• **Short task**: Repeat the lines that follow, leaving nothing out.

[Location identification items]
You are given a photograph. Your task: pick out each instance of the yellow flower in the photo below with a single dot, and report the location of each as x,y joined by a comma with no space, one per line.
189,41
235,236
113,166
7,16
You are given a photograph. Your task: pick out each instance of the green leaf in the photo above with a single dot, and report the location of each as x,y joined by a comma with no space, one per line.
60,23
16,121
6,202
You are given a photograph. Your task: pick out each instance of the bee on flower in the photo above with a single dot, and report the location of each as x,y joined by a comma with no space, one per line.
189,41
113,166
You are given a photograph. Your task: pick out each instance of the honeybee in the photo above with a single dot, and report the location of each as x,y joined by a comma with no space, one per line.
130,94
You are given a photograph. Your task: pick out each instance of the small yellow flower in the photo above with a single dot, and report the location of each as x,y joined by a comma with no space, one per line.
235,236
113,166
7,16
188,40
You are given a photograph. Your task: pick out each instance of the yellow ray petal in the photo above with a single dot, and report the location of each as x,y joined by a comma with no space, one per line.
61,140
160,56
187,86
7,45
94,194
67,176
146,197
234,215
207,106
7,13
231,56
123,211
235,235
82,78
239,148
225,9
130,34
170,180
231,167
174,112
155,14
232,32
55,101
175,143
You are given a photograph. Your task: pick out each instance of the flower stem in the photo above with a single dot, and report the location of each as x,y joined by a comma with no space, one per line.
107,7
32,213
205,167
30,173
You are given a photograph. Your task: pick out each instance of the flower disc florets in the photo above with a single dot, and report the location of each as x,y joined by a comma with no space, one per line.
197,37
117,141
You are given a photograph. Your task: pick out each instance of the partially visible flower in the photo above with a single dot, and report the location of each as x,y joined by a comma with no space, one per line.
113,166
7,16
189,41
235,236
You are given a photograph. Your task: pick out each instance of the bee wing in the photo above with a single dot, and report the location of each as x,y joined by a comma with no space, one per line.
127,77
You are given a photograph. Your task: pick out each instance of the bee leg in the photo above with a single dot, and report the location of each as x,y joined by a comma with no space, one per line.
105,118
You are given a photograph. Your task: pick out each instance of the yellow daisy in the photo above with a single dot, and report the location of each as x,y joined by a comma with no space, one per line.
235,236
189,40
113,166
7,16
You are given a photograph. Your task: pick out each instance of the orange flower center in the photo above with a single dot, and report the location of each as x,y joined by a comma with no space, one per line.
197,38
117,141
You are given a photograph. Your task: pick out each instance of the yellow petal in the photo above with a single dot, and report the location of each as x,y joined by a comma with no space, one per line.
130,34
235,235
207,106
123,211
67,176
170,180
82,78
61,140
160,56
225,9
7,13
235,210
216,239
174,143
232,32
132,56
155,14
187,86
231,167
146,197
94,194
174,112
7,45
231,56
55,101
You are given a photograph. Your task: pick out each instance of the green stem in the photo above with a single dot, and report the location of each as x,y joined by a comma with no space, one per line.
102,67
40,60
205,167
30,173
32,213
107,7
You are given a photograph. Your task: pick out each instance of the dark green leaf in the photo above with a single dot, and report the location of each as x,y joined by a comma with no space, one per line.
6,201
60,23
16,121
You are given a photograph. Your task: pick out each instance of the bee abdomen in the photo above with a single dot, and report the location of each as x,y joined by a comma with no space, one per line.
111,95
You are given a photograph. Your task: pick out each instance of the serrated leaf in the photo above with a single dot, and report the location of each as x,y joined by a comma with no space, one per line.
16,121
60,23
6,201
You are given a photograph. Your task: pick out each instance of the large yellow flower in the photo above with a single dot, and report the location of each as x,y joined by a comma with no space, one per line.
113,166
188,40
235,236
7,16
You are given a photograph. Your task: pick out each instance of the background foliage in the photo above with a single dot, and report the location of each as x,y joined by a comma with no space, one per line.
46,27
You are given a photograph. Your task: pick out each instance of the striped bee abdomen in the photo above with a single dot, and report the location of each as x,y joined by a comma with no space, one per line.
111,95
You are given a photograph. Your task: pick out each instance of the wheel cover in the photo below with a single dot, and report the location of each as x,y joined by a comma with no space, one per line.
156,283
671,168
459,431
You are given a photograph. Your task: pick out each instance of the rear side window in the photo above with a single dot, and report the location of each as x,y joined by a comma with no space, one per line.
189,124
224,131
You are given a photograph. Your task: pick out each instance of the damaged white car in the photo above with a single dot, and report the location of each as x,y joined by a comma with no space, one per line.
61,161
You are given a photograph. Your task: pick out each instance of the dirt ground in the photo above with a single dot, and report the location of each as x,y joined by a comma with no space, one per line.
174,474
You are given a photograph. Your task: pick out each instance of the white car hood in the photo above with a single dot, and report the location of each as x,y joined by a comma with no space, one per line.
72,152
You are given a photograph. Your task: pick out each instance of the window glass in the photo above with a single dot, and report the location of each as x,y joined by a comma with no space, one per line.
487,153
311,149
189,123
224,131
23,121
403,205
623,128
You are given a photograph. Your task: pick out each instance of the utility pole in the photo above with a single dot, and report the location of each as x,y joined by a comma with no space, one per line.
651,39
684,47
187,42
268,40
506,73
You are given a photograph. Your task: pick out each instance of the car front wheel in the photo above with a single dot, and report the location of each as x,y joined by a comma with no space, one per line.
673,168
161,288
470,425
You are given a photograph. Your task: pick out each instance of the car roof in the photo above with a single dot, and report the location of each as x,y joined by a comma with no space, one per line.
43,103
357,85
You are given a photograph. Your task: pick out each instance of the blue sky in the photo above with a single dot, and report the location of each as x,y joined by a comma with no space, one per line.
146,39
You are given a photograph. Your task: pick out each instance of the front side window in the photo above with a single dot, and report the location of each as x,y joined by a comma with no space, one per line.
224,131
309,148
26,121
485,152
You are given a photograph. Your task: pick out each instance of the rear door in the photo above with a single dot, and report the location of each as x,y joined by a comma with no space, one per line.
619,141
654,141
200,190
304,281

• **Correct response**:
You are given a photograph. Your task: pick out each instance of the yellow flower in the photo below with a single dot, and report the location of each as x,y joined by a comma with no space, one per line.
189,41
235,236
113,166
7,16
You are given a photograph. Your task: pick out each instance of the green leaf in the photo above with a single dot, and report the location of each as x,y joined by a comma with no space, one per line.
60,23
16,121
6,202
You are given a photograph. Your task: pick out each instance of the bee on flower in the photo above with a single dot, and report the location of each as x,y joined by a comma with no space, one per line.
189,41
113,166
You are given a photograph. Your task: pick out each instance of the honeybee in the photo above with a single dot, and report the location of each as x,y joined by a comma with no space, one per line.
130,94
You are given a photograph. Your task: pick out each instance of the small yellow flower in the photo above with a single dot, and report the location of each as x,y joined by a comma with no space, one per line.
235,236
113,166
7,16
188,40
You are given a photograph. Your task: pick out each instance of the yellow ray petal in the photo above with a single dot, and report the location of each as x,y joined by a comma with no space, one per line.
61,140
160,56
187,86
7,45
94,194
67,176
146,197
234,215
207,106
7,13
231,56
123,211
235,235
82,78
239,148
225,9
130,34
170,180
231,167
174,112
155,14
232,32
55,101
175,143
You are given a photograph. Your task: pick out each instance of the flower stem in the photo above with a single dot, and report the location of each as x,y joined by a comma with no space, one per line.
107,7
32,213
205,167
30,173
You are given a photograph. Your task: pick out each instance of the flower disc florets in the photo above with a single dot, and report the location of each as x,y joined by a comma with no space, one per line.
197,37
117,141
You are given a photograph. Your task: pick out each instance of the partially visible flower in the photo above with a single dot, and report the location of each as x,y joined by a comma with no space, one per line.
113,166
7,16
189,41
235,236
You are given a photograph. Your task: pick out each instance of the bee wing in the photo above with a single dot, and report the location of each as x,y joined by a comma with no space, one per line.
127,77
You are given a photograph. Your task: pick out each instance of the bee leg in the photo above with a single dot, and report the location of each as x,y joined by a comma with no space, one per line.
105,118
You are given a photograph. Your task: pick out each instance of the yellow daisy in the photo above with a single dot, and report the location of each as x,y joined by a comma with no space, one per line.
235,236
189,40
113,166
7,16
You are given a photograph. Your task: pick out each instance of the orange flower center in the photo above with a single dot, and report the location of each as x,y joined by a comma with no space, one per line.
197,38
117,141
You are given a photograph. Your task: pick out each instance of the yellow petal in the photo above with a single dot, and report the location of each as x,y joined by a comma with no space, one per line.
130,34
235,235
207,106
123,211
67,176
170,180
82,78
61,140
160,56
225,9
7,13
235,210
216,239
174,143
232,32
132,56
155,14
187,86
231,167
146,197
94,194
174,112
7,45
231,56
55,101
You are given a photograph. Your task: pick out each instance of the green stem in the photo above with a single dot, and report the location of each as x,y joined by a comma with no space, one per line.
102,67
40,60
205,167
30,173
32,213
107,7
You are given a photograph. Your task: pick out each instance of the dark green leaf in the photo above with a single dot, and report the location of each as x,y joined by a comma with no space, one per line.
6,201
60,23
16,121
You are given a photograph. Your task: pick out each instance of the bee abdomen in the photo above with a single dot, and report the location of each as x,y joined by a comma with no space, one per line.
111,95
You are given a photograph. Your task: pick out each instance of the serrated leaf in the photo above with a single dot, and report the location of each as x,y joined by a comma with no space, one per line.
16,121
60,23
6,201
You are given a photograph. Your task: pick out each instance of the large yellow flower in the photo above with a single dot, and report the location of each as x,y joined by a comma with no space, one per line.
113,166
188,40
235,236
7,16
You are given a photograph. Your task: pick out each instance of the background foliage in the photo above with a single dot, and report the location of each as x,y joined by a comma with no space, one per line.
46,27
You are given a photograph. Your task: pick out each instance of the striped bee abdomen in the photo above with a single dot, and report the location of each as x,y joined by a comma with no space, one per line.
111,95
You are given a photograph. Your task: pick out each instance of the wheel cover in the photo below with a single dot, and report the location of each as x,y joined by a comma with no space, one per line.
156,283
671,168
459,431
You are given a photograph. Your task: pick out each instance of the rear side window in the photo above with a single dot, and report the location of each as x,y joined by a comma with no space, one per line.
189,124
224,131
You are given a photograph. Your task: pick out each instance of the damaged white car in the photo above with a single dot, and report the location of each as x,y joined by a comma with no space, one per line.
61,161
You are given a photograph. Your task: pick out each instance of the dirt ground in the photo above with a single dot, and report the location of each as x,y joined by a comma with no space, one per line.
174,474
You are given a photograph. Your task: pick out each instance of the white car hood in the photo above with a single dot, and report the location of each as x,y joined by a comma with no space, one per line.
72,152
You are given a photograph. Your task: pick out each instance of the window glass in the photo above with a single dot, and report the location of each as x,y joined by a comma with no space, one per line.
487,153
311,149
189,123
224,131
23,121
403,205
623,128
You are given a photograph. Your task: pick out each instance of the utility pole in the photo above with a single dot, and report the location of each as x,y joined by a comma with no space, one per line.
651,39
684,47
187,42
268,40
506,73
You are given a photograph. Your task: pick out each instance of the car front wheel in the photo above with a single dot, and report the location of each as x,y joined by a comma with no space, one per line.
673,168
161,288
470,425
You are given a photograph. Your task: pick out each instance of the car roof in the photo above with a single dot, and report the location of each as x,y joined by a comma with no space, one per line.
43,103
357,85
You are given a photograph. Your task: pick out each instance of the blue sky in the photo above with a single dot, and report the location of each as x,y joined by a comma with no space, one per line.
146,39
You are given a photograph. Your task: pick out each instance of the front side window in the photo above with a single dot, and report the location of each as x,y joined by a comma with no space, one per line.
224,131
309,148
26,121
485,152
You are given a photograph. Your task: pick out each instance of the rear door in the photo above with a single dot, and report the location of each as x,y joined by a comma with no space, one per line.
619,141
654,141
200,190
304,281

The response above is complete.